======== Quoted passage

Seasonal Eating (Drinking) :: Blood Orange Meyer Lemonade
I received some great meyer lemons from my friends at the Mexican Avocado Commission and had some spare blood oranges. As result, lots of deliciousness ensued. Both meyer lemons and blood oranges are in season so make this one as soon as you can!
These coveted lemons are quite different from your typical lemons. They are march sweeter than your typical lemon and are believed to by a hybrid of a variety of lemons and mandarin oranges. This would explain their orange tint.
The Meyer Lemon Tree is named for Frank Meyer. He brought it to the United States from China in 1908 while working for the USDA. The tree became very popular and was widely grown until a virus that attacked Meyer Lemon Trees was discovered in the mid-1940s. Meyer Lemon Trees were banned in the United States in an effort to insure the safety of other lemon varieties from the virus. A new version of the Meyer Lemon Tree was developed that was virus-free and it was reintroduced in 1970.1
Blood oranges are named such simply for their crimson colored flesh.
Blood oranges may have originated in either China or the Southern Mediterranean, where they have been grown since the 18th century. They are now the primary orange grown in Italy. The anthocyanins which give the orange its distinct maroon color will only develop when temperatures are low at night, as during the Mediterranean fall and winter. Blood oranges cultivated in the United States are in season from December to March (Texas), and from November to May (California).2
Over 40% in vitamin c, antioxidants.

================
======== Data under study

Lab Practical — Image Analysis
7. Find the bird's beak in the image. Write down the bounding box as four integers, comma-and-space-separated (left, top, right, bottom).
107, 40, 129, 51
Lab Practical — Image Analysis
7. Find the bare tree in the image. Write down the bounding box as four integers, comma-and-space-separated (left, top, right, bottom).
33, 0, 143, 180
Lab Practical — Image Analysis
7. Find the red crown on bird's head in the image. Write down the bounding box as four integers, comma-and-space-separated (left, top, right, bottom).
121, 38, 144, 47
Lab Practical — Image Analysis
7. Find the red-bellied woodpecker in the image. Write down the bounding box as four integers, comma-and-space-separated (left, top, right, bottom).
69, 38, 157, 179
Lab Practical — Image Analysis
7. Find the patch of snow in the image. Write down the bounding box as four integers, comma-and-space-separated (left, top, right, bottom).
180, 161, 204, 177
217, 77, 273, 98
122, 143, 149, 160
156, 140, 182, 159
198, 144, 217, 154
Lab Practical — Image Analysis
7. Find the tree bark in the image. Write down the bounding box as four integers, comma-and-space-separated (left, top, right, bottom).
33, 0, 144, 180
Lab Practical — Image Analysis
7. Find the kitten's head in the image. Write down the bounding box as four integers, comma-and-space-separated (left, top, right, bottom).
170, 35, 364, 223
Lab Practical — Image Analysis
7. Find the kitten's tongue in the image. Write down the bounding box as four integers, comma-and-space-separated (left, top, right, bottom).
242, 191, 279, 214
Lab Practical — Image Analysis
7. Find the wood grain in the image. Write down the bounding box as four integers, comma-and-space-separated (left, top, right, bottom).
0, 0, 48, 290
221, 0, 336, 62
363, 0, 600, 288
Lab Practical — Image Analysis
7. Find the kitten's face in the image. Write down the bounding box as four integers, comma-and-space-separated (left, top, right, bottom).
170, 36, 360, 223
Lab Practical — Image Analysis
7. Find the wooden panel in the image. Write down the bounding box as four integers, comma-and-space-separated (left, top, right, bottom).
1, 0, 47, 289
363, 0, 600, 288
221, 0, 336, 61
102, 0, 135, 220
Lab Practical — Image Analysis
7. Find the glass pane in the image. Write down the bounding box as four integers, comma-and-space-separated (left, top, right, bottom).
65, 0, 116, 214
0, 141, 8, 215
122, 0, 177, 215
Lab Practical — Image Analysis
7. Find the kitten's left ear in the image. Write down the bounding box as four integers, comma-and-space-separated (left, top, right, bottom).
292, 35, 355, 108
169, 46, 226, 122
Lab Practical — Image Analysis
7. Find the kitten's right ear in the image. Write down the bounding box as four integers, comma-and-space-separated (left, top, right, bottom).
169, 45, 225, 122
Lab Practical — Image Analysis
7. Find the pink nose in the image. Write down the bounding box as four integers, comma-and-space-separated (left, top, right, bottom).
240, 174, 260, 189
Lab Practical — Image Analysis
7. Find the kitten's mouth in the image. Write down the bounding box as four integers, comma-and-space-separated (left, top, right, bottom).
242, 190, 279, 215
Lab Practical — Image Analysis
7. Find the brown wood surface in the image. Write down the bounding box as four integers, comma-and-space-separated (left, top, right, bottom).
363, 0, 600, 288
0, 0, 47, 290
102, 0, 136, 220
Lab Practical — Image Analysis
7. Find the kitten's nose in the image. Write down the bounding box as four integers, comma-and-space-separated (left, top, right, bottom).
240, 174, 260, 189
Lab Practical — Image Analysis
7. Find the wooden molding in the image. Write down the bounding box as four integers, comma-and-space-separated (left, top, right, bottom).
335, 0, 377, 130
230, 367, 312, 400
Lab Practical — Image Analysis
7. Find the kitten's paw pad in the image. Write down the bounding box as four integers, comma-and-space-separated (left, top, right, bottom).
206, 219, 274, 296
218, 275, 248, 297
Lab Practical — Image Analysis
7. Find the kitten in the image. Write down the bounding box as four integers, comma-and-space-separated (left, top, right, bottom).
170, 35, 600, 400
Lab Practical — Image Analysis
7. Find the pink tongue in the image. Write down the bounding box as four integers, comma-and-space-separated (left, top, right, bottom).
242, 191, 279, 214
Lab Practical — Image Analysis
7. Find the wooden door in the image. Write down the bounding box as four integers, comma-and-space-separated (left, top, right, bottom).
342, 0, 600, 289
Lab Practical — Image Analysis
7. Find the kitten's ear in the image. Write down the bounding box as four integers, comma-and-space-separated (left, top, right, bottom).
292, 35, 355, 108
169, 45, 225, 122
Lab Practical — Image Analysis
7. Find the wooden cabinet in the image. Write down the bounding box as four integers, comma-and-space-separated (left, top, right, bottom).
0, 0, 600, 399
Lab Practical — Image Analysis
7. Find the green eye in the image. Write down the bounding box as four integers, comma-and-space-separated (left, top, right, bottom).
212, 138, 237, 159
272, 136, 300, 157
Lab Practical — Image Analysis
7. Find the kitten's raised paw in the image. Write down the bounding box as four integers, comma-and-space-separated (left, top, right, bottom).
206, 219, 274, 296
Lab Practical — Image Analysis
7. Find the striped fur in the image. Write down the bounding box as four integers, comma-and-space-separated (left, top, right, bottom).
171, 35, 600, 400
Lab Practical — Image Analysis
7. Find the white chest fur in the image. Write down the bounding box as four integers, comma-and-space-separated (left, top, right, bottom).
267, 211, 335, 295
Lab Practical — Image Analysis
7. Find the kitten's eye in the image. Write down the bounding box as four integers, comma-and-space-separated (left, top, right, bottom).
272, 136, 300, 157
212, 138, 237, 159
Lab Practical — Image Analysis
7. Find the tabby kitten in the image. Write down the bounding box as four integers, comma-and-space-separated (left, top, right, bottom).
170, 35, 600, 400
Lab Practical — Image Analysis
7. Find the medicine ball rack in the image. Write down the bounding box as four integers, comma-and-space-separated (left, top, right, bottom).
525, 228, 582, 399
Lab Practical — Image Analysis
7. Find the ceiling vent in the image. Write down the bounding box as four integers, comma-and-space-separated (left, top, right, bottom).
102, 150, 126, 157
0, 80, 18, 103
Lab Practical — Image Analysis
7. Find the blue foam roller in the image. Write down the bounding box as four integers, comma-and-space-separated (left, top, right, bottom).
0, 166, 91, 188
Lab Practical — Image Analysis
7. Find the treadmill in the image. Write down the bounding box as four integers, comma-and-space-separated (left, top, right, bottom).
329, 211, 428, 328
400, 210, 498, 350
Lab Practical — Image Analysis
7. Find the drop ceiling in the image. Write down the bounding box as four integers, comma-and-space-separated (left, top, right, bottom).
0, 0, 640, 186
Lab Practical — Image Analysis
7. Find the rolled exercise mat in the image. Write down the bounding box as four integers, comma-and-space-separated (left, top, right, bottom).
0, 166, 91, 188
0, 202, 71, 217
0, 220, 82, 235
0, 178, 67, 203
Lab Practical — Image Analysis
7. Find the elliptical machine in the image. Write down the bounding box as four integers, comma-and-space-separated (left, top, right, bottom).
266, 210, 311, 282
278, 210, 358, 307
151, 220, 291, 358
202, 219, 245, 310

================

:: Exercise ::
Can you continue the blood orange Meyer lemonade post from where it stops?

:: Task answer ::
Vitamin C-rich foods provide protection against inflammation, thus both are supportive for respiratory health and rheumatoid arthritis. Both fruits support strengthening the immune system.
Blood oranges contain 150 milligrams of vitamin C. oranges may have lower cholesterol, prevent kidney stones, reduce risk of ulcers and stomach cancer, and are a good source of fiber.
1 cup organic cane sugar
1 cup of water
3-4 blood oranges
5 cups cold water
1. Squeeze lemons and oranges and set to side.
2. Prepare a simple syrup by combining the sugar and 1 cup of water in a saucepan. Dissolve sugar over medium heat and let cool.
3. In a large glass pitcher, simple syrup, and lemon/orange juice.
4. Add the remaining 5 cups of cold water. You can add more sugar depending on preferred level of sweetness.
Serve over ice and garnish with slice of blood orange.